#### Assignment 1
Translate this sentence from the project description on synthetic audio data into German: "General composition mechanisms will be learned such that applications can combine appropriate components to generate desired data."
#### Assignment 2
Continue the project description on synthetic audio data from its last sentence.

#### Text block
○ ○ ○
Synthetic data generation has drawn growing attention due to the lack of training data in many application domains. It is useful for privacy-concerned applications, e.g. digital health applications based on electronic medical records. It is also attractive for novel applications, e.g. multimodal applications in meta-verse, which have little data for training and evaluation. This project focuses on synthetic data generation for audio and the corresponding multimodal applications, such as mental health chatbots and digital assistants for negotiations.

For most such applications, the key technical challenge is to create disentangled representations for paralinguistic information and the content of speech. Herein, a component of such a disentangled representation contains only necessary information for the relevant attributes or properties. General composition mechanisms will be learned such that applications can combine appropriate components to generate desired data. For example, the script of an emotion support conversation can be well combined with the desired emotion and voice patterns for generating natural and empathetic speech. However, current deep generative models perform poorly for compositional generalization [3]. The recent work shows that disentangled representations can be defined from a causal perspective [1]. This is also relevant to causal representation learning, which aims for robustness and strong out-of-distribution generalization capability [2]. If user-specific information is identified and removable from the input data, the devised techniques can also be applied for privacy-sensitive applications, such as privacy-preserving ASR.
○ ○ ○
#### Given data
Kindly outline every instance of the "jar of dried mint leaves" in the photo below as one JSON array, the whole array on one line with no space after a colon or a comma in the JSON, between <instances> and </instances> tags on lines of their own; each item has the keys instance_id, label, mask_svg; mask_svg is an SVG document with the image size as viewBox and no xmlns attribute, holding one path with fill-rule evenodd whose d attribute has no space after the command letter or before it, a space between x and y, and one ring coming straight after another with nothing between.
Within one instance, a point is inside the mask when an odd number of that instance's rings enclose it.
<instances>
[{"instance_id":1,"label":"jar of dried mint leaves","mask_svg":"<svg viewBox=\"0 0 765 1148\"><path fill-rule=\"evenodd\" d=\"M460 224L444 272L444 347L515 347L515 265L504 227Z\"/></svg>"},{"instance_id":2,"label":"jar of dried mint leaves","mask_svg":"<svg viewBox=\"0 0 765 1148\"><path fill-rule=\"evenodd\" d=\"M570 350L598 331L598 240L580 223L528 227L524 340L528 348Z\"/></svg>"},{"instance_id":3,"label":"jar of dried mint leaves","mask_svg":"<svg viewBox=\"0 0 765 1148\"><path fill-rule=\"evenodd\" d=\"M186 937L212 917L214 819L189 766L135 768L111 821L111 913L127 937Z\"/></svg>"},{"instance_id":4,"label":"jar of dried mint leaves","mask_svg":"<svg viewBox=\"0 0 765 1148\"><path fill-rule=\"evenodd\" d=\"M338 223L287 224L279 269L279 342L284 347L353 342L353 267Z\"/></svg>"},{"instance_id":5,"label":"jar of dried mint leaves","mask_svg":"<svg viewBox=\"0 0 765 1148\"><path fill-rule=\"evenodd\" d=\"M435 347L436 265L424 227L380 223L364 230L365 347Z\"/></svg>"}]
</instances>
○ ○ ○
#### Response box 1
Es werden allgemeine Kompositionsmechanismen erlernt, sodass Anwendungen geeignete Komponenten kombinieren können, um gewünschte Daten zu erzeugen.

#### Response box 2
[1] Wang, Yixin, and Michael I. Jordan. "Desiderata for representation learning: A causal perspective." arXiv preprint arXiv:2109.03795 (2021).

[2] Schölkopf, Bernhard, Francesco Locatello, Stefan Bauer, Nan Rosemary Ke, Nal Kalchbrenner, Anirudh Goyal, and Yoshua Bengio. "Toward causal representation learning." Proceedings of the IEEE 109, no. 5 (2021): 612-634.

[3] Hupkes, Dieuwke, Verna Dankers, Mathijs Mul, and Elia Bruni. "Compositionality decomposed: how do neural networks generalise?." Journal of Artificial Intelligence Research 67 (2020): 757-795.